WORK TO DO: Format each of the rows below as an item in a numbered list, leaving out any blank lines.

RECORD SET:

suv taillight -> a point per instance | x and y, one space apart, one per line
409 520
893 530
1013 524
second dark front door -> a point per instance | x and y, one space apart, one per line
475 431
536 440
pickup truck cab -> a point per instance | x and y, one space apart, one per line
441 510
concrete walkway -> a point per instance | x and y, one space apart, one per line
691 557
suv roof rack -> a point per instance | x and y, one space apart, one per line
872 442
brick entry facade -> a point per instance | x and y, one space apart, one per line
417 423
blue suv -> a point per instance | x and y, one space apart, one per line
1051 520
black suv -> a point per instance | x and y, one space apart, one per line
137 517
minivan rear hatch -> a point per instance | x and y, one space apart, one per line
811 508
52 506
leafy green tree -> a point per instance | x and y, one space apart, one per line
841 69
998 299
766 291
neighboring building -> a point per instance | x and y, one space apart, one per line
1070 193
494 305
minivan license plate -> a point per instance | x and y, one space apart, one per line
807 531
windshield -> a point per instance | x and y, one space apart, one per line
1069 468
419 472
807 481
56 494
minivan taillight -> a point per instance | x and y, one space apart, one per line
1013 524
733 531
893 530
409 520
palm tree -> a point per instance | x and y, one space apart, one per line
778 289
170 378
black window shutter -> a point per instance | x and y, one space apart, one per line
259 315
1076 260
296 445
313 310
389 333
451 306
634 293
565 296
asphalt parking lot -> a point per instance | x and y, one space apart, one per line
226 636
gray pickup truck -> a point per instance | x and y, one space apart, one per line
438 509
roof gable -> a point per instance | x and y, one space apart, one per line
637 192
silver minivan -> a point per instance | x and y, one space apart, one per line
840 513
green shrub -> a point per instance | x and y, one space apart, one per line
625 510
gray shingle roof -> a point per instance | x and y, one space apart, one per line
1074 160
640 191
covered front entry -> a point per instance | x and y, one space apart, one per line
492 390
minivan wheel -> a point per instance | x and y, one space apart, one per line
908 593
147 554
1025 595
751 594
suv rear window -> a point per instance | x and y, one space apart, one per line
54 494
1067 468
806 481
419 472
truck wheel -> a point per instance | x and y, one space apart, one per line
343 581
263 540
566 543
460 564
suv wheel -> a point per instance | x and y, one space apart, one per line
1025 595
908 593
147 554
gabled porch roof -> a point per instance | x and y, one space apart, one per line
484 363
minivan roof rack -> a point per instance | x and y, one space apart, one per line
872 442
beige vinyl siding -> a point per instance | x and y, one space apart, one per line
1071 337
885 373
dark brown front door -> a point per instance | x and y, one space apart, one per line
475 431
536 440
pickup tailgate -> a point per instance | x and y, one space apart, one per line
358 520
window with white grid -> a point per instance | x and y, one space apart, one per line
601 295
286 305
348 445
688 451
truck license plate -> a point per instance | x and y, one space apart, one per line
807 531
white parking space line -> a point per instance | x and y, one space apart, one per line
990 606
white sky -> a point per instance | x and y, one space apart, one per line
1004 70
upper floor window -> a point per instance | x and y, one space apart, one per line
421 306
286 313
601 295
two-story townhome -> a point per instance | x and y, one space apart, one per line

WRITTEN RESPONSE:
1. suv taillight -> a point per instance | x and y, one space apart, one per line
2. 409 520
3. 893 530
4. 1013 524
5. second dark front door -> a point per instance | x and y, one space apart, one per line
6. 475 431
7. 536 440
8. pickup truck cab -> a point per instance | x and y, one space apart, one per line
9. 441 510
10. concrete walkway -> a point per instance | x and y, one space apart, one per line
11. 691 557
12. suv roof rack -> a point per instance | x and y, one space apart, one per line
13. 872 442
14. brick entry facade -> a point per instance | x and y, one space apart, one per line
15. 417 423
16. blue suv -> a point per instance | x and y, one space apart, one per line
17. 1051 520
18. black suv -> a point per instance | x and y, one space apart, one per line
19. 137 517
20. minivan rear hatch -> a point per instance | x and y, one space apart, one per line
21. 811 508
22. 52 506
23. leafy green tree -> a point per instance | x and y, one space apart, one per line
24. 841 69
25. 998 299
26. 766 291
27. neighboring building -> a point per instance | x and y, one space apart, one per line
28. 1070 193
29. 494 305
30. minivan license plate -> a point per instance | x and y, one space apart, one per line
31. 807 531
32. windshield -> a point per instance | x and y, one space apart, one per line
33. 1069 468
34. 419 472
35. 807 481
36. 56 494
37. minivan taillight -> a point per instance | x and y, one space apart, one per line
38. 1013 524
39. 733 531
40. 893 530
41. 409 520
42. palm tree -> a point per instance | x and y, one space apart, one per line
43. 778 289
44. 170 378
45. black window shutter -> a point per instance | x and y, one space apart, one per line
46. 259 315
47. 1076 260
48. 296 445
49. 313 310
50. 389 333
51. 451 306
52. 634 293
53. 565 296
54. asphalt parking lot -> a point per instance | x and y, one space apart, one per line
55. 226 636
56. gray pickup truck -> a point per instance | x and y, one space apart, one per line
57. 438 509
58. roof gable -> a point per instance | x and y, one space apart, one per line
59. 637 192
60. silver minivan -> a point per instance | x and y, one space apart, one per line
61. 840 513
62. green shrub -> a point per instance | x and y, one space apart, one per line
63. 625 510
64. gray shingle roof -> a point per instance | x and y, one space apart, one per line
65. 1074 160
66. 640 191
67. covered front entry -> a point per instance | x and y, one space apart, one per line
68. 492 390
69. minivan wheel -> a point per instance | x and y, one space apart, one per line
70. 908 593
71. 147 554
72. 1025 595
73. 751 594
74. suv rear window -> a point per instance | x and y, one space apart, one per line
75. 54 494
76. 1067 468
77. 806 481
78. 419 472
79. truck wheel -> a point per instance | x and y, one space apart, one per line
80. 343 581
81. 263 540
82. 566 543
83. 460 564
84. suv wheel -> a point per instance | x and y, one space apart, one per line
85. 1025 595
86. 908 593
87. 147 554
88. gabled porch roof -> a point per instance | x and y, one space apart, one per line
89. 484 363
90. minivan roof rack -> a point per instance | x and y, one space apart, one per line
91. 872 442
92. beige vinyl siding -> a point per instance | x and y, one space apart, one per line
93. 1071 337
94. 885 373
95. dark brown front door -> a point per instance | x and y, one space apart, one per line
96. 475 431
97. 536 440
98. pickup tailgate -> a point per instance | x and y, one space apart, one per line
99. 358 520
100. window with white grid -> a point per instance | x and y, one space apart, one per line
101. 601 295
102. 286 305
103. 348 445
104. 688 451
105. truck license plate -> a point per instance | x and y, one space apart, one per line
106. 807 531
107. white parking space line -> a point per instance | x and y, one space apart, one per line
108. 990 606
109. white sky -> a point per instance | x and y, one space apart, one per line
110. 1004 70
111. upper floor window -> a point per instance | x and y, one space apart, one per line
112. 421 306
113. 286 313
114. 601 295
115. two-story townhome -> a point per instance | x and y, one space apart, one per line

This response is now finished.